## Exercise goal
Could every entry be set down once more, exactly as given?

## Excerpted data
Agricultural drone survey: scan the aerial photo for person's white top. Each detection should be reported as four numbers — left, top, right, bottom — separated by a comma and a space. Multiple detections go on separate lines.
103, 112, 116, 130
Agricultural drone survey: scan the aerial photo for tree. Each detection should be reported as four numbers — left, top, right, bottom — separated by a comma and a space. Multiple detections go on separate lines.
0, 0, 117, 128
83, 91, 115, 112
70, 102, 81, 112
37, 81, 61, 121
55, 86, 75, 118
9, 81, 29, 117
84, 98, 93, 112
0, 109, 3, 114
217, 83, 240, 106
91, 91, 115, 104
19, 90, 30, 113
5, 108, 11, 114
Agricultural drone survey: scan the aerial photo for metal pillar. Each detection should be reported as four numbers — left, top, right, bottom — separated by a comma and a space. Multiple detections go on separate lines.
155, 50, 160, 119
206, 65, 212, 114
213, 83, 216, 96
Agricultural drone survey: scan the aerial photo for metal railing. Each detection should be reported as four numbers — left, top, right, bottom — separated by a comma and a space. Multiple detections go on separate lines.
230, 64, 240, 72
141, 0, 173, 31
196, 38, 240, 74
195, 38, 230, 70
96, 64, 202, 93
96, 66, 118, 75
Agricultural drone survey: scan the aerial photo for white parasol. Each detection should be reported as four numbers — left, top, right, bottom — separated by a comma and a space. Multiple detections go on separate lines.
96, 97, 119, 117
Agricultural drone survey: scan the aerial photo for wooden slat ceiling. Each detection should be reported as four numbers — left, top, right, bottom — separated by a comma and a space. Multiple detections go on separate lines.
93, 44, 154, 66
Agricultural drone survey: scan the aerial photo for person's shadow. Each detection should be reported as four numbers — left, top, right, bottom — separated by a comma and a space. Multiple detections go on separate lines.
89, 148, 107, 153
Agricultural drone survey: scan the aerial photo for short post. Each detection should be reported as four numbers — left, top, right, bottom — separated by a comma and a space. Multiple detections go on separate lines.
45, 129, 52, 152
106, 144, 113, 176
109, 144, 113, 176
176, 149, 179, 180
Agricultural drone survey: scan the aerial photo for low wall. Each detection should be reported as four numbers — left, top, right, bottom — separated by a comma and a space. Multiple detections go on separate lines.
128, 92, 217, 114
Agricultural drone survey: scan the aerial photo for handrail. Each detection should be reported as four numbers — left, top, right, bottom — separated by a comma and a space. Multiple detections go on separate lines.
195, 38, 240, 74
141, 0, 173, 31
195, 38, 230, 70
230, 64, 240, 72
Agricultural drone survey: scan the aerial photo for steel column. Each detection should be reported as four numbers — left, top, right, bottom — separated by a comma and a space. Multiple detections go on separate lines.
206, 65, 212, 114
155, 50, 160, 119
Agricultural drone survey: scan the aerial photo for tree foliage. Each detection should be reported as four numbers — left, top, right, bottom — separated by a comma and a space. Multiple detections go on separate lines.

## Answer to the exercise
Agricultural drone survey: scan the aerial photo for person's white top. Each detection should be reported as four numbers — left, top, right, bottom — separated by a comma and a space. Multiple detections go on separate lines.
103, 112, 116, 130
Agricultural drone survey: scan the aerial photo for tree. Each detection should be reported as four numbers — left, top, right, bottom — separated by a comma and a space. Multiple detections go on separate lines.
0, 0, 117, 128
83, 91, 115, 112
70, 102, 81, 112
37, 81, 61, 121
55, 86, 75, 118
9, 81, 29, 117
84, 98, 93, 112
0, 109, 3, 114
217, 83, 240, 106
91, 91, 115, 104
19, 90, 30, 113
5, 108, 11, 114
Agricultural drone survey: scan the aerial photo for metal pillar. Each detection should be reported as four numbers — left, top, right, bottom — separated by a comma and a space. Multiple detections go on separate lines.
155, 50, 160, 119
206, 65, 212, 114
213, 83, 216, 96
Agricultural drone survey: scan the aerial photo for metal railing. Each detection should be reported as four numbers — left, top, right, bottom — separated by a comma and a space. Multiple detections go on separate lines.
230, 64, 240, 72
141, 0, 173, 31
196, 38, 240, 74
195, 38, 230, 70
96, 64, 202, 93
96, 66, 118, 75
Agricultural drone survey: scan the aerial photo for white parasol. Each detection should be reported as four numbers — left, top, right, bottom — separated by a comma and a space. Multiple detections go on separate lines.
96, 97, 119, 117
Agricultural drone survey: scan the aerial photo for wooden slat ceiling. Each detection should be reported as four numbers — left, top, right, bottom — separated by a comma and a space. Multiple detections go on separate lines.
93, 44, 154, 66
Agricultural drone survey: scan the aerial photo for person's shadow. Each detection should be reported as four numbers — left, top, right, bottom — separated by a comma and a space. Multiple detections go on separate lines.
89, 148, 107, 153
Agricultural drone survey: scan the aerial photo for short post. Each detection should be reported as four numbers — left, top, right, bottom — separated by a comma and a space. Multiple detections go on separate lines.
45, 129, 52, 152
106, 144, 113, 176
109, 144, 113, 176
176, 149, 179, 180
Agricultural drone survey: scan the aerial photo for low wall. Each detection should be reported as four numbers — left, top, right, bottom — separated by a comma and a space. Multiple detections go on separate lines.
128, 92, 217, 114
Agricultural drone survey: scan the aerial photo for handrail. Each detection should be reported as four numbers — left, top, right, bottom — separated by a comma and a space. Multiple detections go on separate lines.
195, 38, 240, 74
141, 0, 173, 31
195, 38, 230, 70
230, 64, 240, 72
Agricultural drone survey: scan the aerial photo for steel column. Each detection should be reported as four numbers — left, top, right, bottom — separated by a comma and a space. Multiple detections go on separate lines.
206, 65, 212, 114
155, 50, 160, 119
Agricultural drone survey: scan the aerial photo for tree foliage. Each detection should be reported as four numbers — left, top, right, bottom — separated by a comma and a space. Multiple detections go on separate lines.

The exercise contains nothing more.